##### Provided material #####
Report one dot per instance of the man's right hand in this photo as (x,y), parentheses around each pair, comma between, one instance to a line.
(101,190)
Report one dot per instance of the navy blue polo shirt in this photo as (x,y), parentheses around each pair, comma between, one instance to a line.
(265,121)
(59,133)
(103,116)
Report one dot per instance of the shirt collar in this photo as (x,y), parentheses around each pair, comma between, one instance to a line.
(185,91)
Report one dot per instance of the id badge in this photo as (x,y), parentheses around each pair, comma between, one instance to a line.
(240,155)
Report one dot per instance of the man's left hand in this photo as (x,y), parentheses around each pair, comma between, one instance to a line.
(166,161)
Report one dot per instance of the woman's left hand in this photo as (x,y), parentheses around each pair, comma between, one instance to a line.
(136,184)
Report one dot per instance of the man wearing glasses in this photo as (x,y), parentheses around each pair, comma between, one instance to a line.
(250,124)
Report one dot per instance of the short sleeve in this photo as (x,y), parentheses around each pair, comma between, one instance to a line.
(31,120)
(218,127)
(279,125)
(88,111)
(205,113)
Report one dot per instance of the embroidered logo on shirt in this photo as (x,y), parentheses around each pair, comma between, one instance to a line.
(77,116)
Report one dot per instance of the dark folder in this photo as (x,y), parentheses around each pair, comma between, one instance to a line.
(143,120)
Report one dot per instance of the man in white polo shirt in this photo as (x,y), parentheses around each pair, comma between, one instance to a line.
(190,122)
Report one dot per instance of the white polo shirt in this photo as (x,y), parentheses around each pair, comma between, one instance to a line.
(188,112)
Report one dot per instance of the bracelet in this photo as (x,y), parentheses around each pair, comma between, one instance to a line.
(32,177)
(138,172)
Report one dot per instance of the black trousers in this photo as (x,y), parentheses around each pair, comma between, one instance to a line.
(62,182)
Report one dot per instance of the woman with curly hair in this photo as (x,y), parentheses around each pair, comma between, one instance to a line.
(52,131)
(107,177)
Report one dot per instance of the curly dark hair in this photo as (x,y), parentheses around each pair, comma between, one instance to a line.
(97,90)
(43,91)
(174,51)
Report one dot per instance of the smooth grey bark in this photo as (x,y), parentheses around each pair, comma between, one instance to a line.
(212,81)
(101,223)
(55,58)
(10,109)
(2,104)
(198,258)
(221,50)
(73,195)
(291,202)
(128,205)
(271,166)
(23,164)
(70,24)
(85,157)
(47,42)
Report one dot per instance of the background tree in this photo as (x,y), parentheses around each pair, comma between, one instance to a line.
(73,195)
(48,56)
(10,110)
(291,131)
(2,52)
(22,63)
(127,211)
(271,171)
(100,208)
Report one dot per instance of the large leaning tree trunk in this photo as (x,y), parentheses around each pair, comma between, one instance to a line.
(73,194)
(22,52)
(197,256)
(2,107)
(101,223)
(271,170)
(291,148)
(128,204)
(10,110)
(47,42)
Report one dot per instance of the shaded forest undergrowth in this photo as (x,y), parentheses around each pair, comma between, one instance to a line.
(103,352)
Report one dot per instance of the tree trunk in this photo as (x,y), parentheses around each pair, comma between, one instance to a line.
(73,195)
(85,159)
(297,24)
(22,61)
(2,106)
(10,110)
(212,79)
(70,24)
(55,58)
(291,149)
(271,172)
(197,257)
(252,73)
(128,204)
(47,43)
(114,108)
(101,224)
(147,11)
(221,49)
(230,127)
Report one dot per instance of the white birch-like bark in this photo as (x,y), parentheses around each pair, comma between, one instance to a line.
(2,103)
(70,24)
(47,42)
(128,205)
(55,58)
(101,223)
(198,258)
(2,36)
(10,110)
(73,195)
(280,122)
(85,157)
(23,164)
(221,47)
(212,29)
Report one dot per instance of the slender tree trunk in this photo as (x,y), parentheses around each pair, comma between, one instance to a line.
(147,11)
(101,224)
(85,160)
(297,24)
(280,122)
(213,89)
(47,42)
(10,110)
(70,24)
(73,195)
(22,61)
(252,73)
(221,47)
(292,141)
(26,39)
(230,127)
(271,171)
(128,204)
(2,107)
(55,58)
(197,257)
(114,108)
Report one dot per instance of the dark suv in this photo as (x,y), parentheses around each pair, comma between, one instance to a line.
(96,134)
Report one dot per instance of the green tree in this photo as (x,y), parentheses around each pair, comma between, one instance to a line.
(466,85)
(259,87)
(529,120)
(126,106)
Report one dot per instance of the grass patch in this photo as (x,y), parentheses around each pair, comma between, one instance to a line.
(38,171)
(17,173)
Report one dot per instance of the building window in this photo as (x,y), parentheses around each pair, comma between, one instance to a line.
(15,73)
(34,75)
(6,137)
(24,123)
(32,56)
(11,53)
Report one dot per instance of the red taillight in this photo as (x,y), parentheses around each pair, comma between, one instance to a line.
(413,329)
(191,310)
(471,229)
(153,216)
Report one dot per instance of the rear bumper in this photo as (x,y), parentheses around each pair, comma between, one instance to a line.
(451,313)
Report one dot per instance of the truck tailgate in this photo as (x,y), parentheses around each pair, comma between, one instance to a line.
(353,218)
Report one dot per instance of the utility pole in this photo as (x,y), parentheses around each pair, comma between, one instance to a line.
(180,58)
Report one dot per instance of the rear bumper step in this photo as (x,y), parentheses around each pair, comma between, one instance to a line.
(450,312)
#####
**What to produce:**
Swap "one instance to a line" for "one instance per line" throughout the rows above, and reproduce them with all other text unchanged.

**Solution to this problem:**
Report one dot per instance of the man's right hand in this photo as (x,y), parentheses around each pair, comma between, one instance per line.
(101,190)
Report one dot per instance of the navy blue polo shirt in this photo as (x,y), parentheses around each pair, comma between, one instance per line.
(265,121)
(59,133)
(103,116)
Report one dot per instance of the shirt collar in this photo as (x,y), parentheses around each pair, comma between, one instance per line.
(185,91)
Report one dot per instance of the id badge in this photo as (x,y), parentheses around each pair, comma between, one instance per line.
(240,155)
Report one dot per instance of the man's left hand in this photo as (x,y), parentheses around each pair, comma between, one instance per line.
(166,161)
Report one dot per instance of the woman's left hand in this photo as (x,y), parentheses around each pair, comma between, one instance per line.
(136,184)
Report one dot per instance of the man wearing glasses in this photo as (x,y), parentheses around each pair, comma between, one instance per line.
(250,124)
Report one dot per instance of the short sleeve in this photo as (x,y), parentheses around each pair, comma between, one instance per line.
(31,120)
(218,127)
(279,125)
(88,111)
(205,113)
Report one dot per instance of the embroidered logo on shirt in this photo as (x,y), parentheses around each pair, comma between, one instance per line.
(77,116)
Report one dot per instance of the dark folder in this photo as (x,y), parentheses around each pair, comma between, one instance per line.
(143,120)
Report one dot per instance of the man in white polo shirt in this photo as (x,y), parentheses around each pair, comma between, one instance per line.
(190,122)
Report one dot per instance of the white polo shirt in this photo as (x,y), parentheses around each pair, comma between, one instance per line.
(188,112)
Report one dot per instance of the bracelet in this photo as (x,y), parentheses around each pair, comma between, one instance per line.
(32,177)
(138,172)
Report one dot per instance of the black trousers in this photo as (x,y), parentheses around each pair, comma between, one instance per line.
(62,182)
Report one dot per instance of the woman with curly hair in this photo as (x,y), parentheses around each pair, comma between, one instance per line.
(52,131)
(107,177)
Report one dot per instance of the curly dark hair in this photo as (x,y), parentheses around each pair, comma between, one instance per line.
(97,90)
(43,91)
(174,51)
Report one dot per instance of the smooth grey bark in this photo as (x,y), parentheses around each pair, comma between, one instance per line.
(212,81)
(101,223)
(55,58)
(10,109)
(2,104)
(198,258)
(221,50)
(73,195)
(291,202)
(128,205)
(271,166)
(23,164)
(70,24)
(85,157)
(47,42)
Report one dot per instance of the background tree in this photo as (x,y), parentheses around each pair, comma between, one instance per line.
(73,195)
(48,56)
(10,110)
(291,131)
(2,52)
(22,63)
(127,211)
(271,171)
(100,208)
Report one dot per instance of the large leaning tree trunk in this photo as (x,y), parentheses around each pair, comma between, one instance per line.
(73,194)
(22,52)
(197,256)
(2,107)
(101,223)
(271,170)
(291,148)
(128,204)
(10,110)
(47,42)
Report one dot per instance of the shaded forest undergrowth in this photo as (x,y), parentheses around each pair, comma between, one instance per line.
(103,352)
Report one dot per instance of the tree trunk in this photo as (x,y), parentheses around each pair, comma between, one instance per line.
(73,195)
(85,159)
(297,24)
(22,61)
(2,106)
(10,110)
(212,79)
(70,24)
(55,58)
(291,149)
(271,172)
(197,257)
(252,73)
(128,204)
(47,43)
(114,108)
(101,224)
(147,11)
(221,49)
(230,127)
Report one dot per instance of the white birch-like bark in this photo as (x,y), parentheses around each pair, comma between, one instance per line.
(2,103)
(70,24)
(47,42)
(128,205)
(55,58)
(101,223)
(198,258)
(2,36)
(10,110)
(73,195)
(280,122)
(85,157)
(23,164)
(221,47)
(212,29)
Report one dot per instance of the slender tree trunk in this photo as (x,y), parentheses around each pair, comma between, one instance per line.
(147,11)
(101,224)
(85,160)
(297,24)
(280,122)
(213,89)
(47,42)
(10,110)
(70,24)
(73,195)
(22,61)
(252,73)
(221,47)
(292,141)
(26,39)
(230,127)
(271,171)
(128,204)
(2,107)
(55,58)
(197,257)
(114,108)
Report one dot per instance of the dark suv in this photo as (x,y), parentheses around each pair, comma between, one instance per line.
(96,134)
Report one dot per instance of the green tree in this photo as (x,y), parentheses around each pair, comma between, one instance per line.
(466,85)
(259,87)
(529,120)
(126,106)
Report one dot per instance of the grass patch in this photo as (x,y), parentheses around each pair, comma between, one instance per line.
(38,171)
(17,173)
Report one dot per instance of the building window in this photo as (x,y), parentheses around each pair, comma between, one instance per line.
(15,73)
(34,75)
(6,137)
(24,123)
(32,56)
(11,53)
Report one dot per instance of the red taillight in this photo as (x,y), parentheses around each pair, comma between, one instance per line.
(413,329)
(191,310)
(471,229)
(153,216)
Report one dot per instance of the rear bumper in this photo as (x,y), parentheses around each pair, comma between, one instance per line.
(451,313)
Report one dot per instance of the truck tailgate in this photo as (x,y), parentheses around each pair, comma between, one instance per line.
(353,218)
Report one dot per instance of the utility pole in this photo as (x,y), parentheses around each pair, comma between, one instance per line.
(180,58)
Report one dot per instance of the rear bumper step in this photo as (x,y), parentheses around each pair, comma between, one instance per line.
(450,312)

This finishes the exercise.